__Exercise__. Copy all of the material word for word, except for the pictures.

__Records for this task__.

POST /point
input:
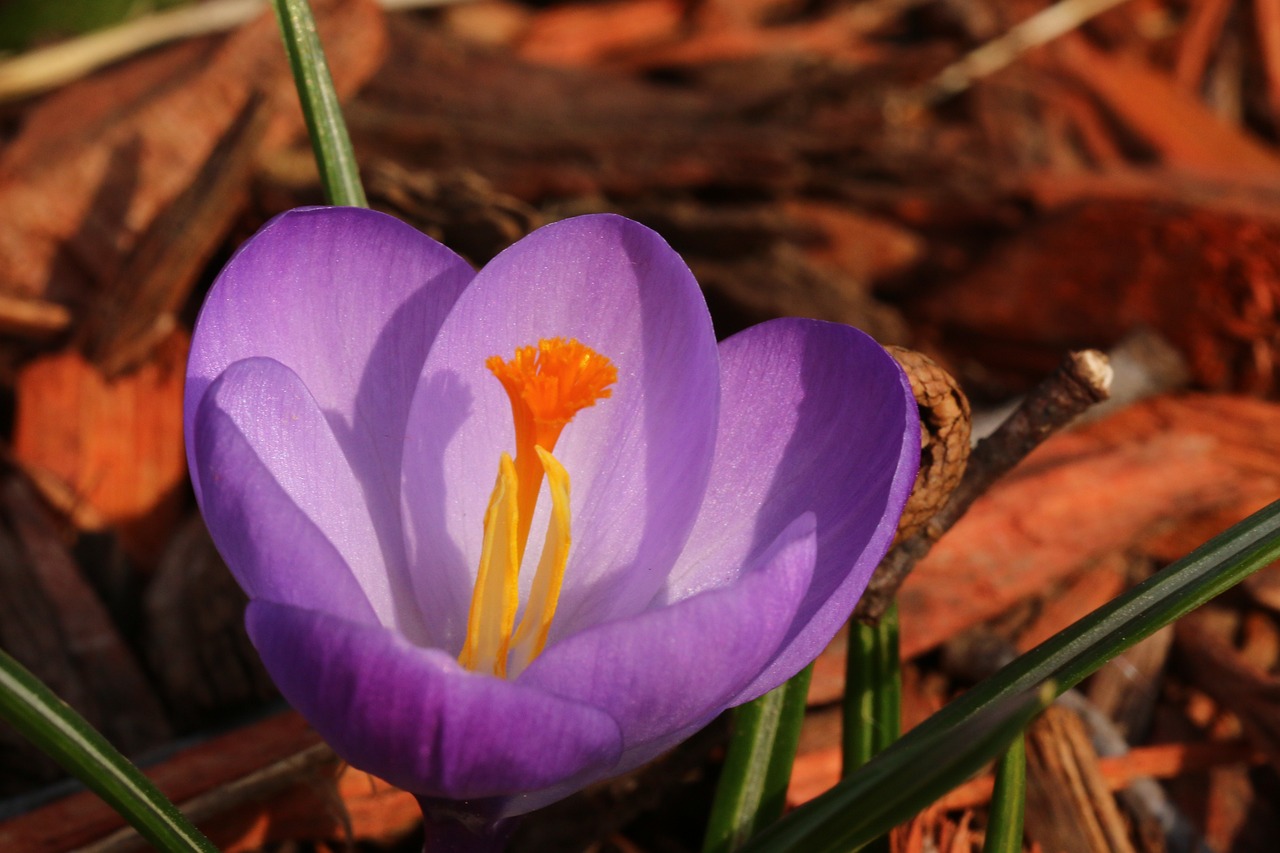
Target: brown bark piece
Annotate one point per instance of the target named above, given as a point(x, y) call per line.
point(1169, 119)
point(195, 633)
point(538, 132)
point(1107, 487)
point(1205, 277)
point(945, 425)
point(1127, 688)
point(108, 452)
point(580, 35)
point(1079, 597)
point(1249, 693)
point(1069, 807)
point(97, 163)
point(54, 624)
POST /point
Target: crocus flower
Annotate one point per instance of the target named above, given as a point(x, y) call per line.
point(510, 532)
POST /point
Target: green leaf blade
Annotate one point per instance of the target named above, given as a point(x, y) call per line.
point(49, 723)
point(339, 173)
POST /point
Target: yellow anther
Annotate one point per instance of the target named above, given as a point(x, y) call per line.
point(497, 596)
point(530, 638)
point(547, 386)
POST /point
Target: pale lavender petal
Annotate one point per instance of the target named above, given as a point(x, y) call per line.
point(350, 300)
point(415, 717)
point(273, 548)
point(638, 461)
point(263, 405)
point(677, 666)
point(814, 418)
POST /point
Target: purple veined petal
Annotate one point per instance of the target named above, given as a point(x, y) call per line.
point(677, 666)
point(814, 418)
point(415, 717)
point(350, 300)
point(638, 461)
point(263, 409)
point(273, 548)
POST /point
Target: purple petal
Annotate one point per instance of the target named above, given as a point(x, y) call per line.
point(259, 414)
point(677, 666)
point(415, 717)
point(273, 548)
point(638, 461)
point(350, 300)
point(814, 418)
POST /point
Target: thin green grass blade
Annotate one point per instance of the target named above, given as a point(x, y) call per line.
point(1074, 653)
point(1008, 801)
point(899, 783)
point(49, 723)
point(339, 174)
point(873, 697)
point(753, 784)
point(924, 761)
point(873, 692)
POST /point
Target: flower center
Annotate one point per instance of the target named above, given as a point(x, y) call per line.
point(547, 386)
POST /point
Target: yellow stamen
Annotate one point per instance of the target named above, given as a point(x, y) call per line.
point(496, 597)
point(530, 638)
point(547, 384)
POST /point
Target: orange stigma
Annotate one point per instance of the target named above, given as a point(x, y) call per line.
point(547, 384)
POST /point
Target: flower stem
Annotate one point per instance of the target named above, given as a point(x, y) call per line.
point(339, 174)
point(753, 787)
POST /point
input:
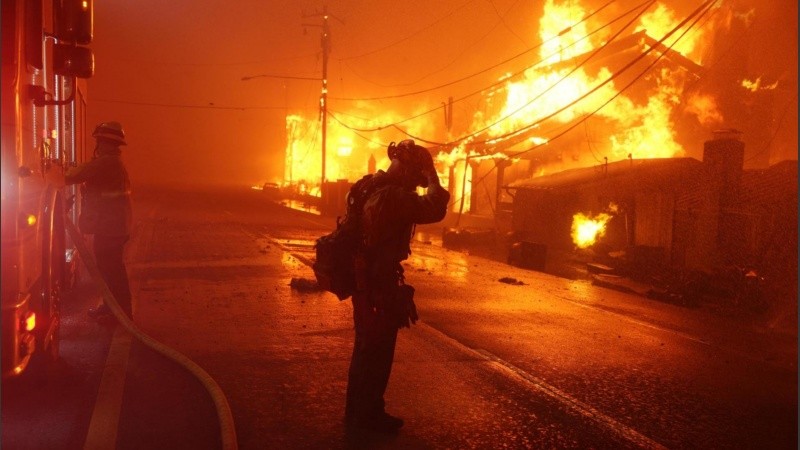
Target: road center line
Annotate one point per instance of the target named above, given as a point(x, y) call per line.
point(540, 386)
point(103, 426)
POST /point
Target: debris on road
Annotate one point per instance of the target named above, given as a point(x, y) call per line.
point(304, 284)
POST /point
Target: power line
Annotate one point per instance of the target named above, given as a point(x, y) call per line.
point(643, 7)
point(401, 40)
point(480, 72)
point(186, 106)
point(702, 10)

__Result__.
POST /point
input:
Target: brown bark piece
Annotate one point per instance of the target named above, given as a point(x, y) call per line.
point(1169, 119)
point(195, 633)
point(538, 132)
point(1107, 487)
point(1205, 277)
point(945, 425)
point(1127, 688)
point(108, 452)
point(580, 35)
point(1079, 597)
point(1249, 693)
point(1069, 807)
point(97, 163)
point(54, 624)
POST /point
Target: crocus flower
Annotate one point per instance of the target named above, given as a point(x, y) call per line.
point(510, 532)
POST /point
Target: green leaf blade
Annotate one point per instance of the target named above, given as a point(x, y) call per line.
point(49, 723)
point(339, 173)
POST /point
Target: yellow anther
Annotate one point per instance of the target named above, given as a point(x, y) call per line.
point(497, 596)
point(530, 638)
point(547, 386)
POST /point
Target: pale lavender petal
Annotate one point per instance of the target named above, given as a point(x, y) call per line.
point(350, 300)
point(415, 717)
point(273, 548)
point(638, 461)
point(263, 405)
point(677, 666)
point(814, 418)
POST /point
Target: purple veined petal
Annotate one point per instance of the target named above, given as a point(x, y) call per line.
point(677, 666)
point(814, 418)
point(415, 717)
point(350, 300)
point(638, 461)
point(263, 409)
point(273, 548)
POST /point
Target: purple petal
Annotate one point per instance of the target named above, given as a point(x, y) call per line.
point(259, 414)
point(677, 666)
point(415, 717)
point(273, 548)
point(638, 461)
point(350, 300)
point(814, 418)
POST /point
Target: thin green grass blade
Annotate one point per instance of the target named above, given as a point(x, y) call per line.
point(1074, 653)
point(1008, 801)
point(899, 783)
point(49, 723)
point(339, 174)
point(873, 697)
point(753, 784)
point(924, 761)
point(873, 692)
POST /point
Target: flower center
Annotate one point per instance of the target named above, given as a point(x, y) call per line.
point(547, 386)
POST /point
Target: yellow stamen
Annotate one point per instance of the target named above, given as a point(x, y) call per line.
point(496, 597)
point(530, 638)
point(547, 384)
POST /point
Target: orange stigma
Annotate one point per instance of the target named above, given as a point(x, y) call per line.
point(547, 384)
POST /point
Target: flower stem
Annotate one point per instance of the target named above, given as a point(x, y) call per line.
point(339, 174)
point(753, 787)
POST /point
input:
Target: road center line
Annotate one point per instance of the target named above, given as a point(x, y) call per line.
point(540, 386)
point(103, 426)
POST /point
Target: debris on road
Annotate one point per instance of the target named above, given as a point(x, y) call per line.
point(304, 284)
POST /point
Target: power line
Annotate one point per instance of the target named above, given as a point(x, y) call per line.
point(643, 7)
point(401, 40)
point(480, 72)
point(186, 106)
point(702, 10)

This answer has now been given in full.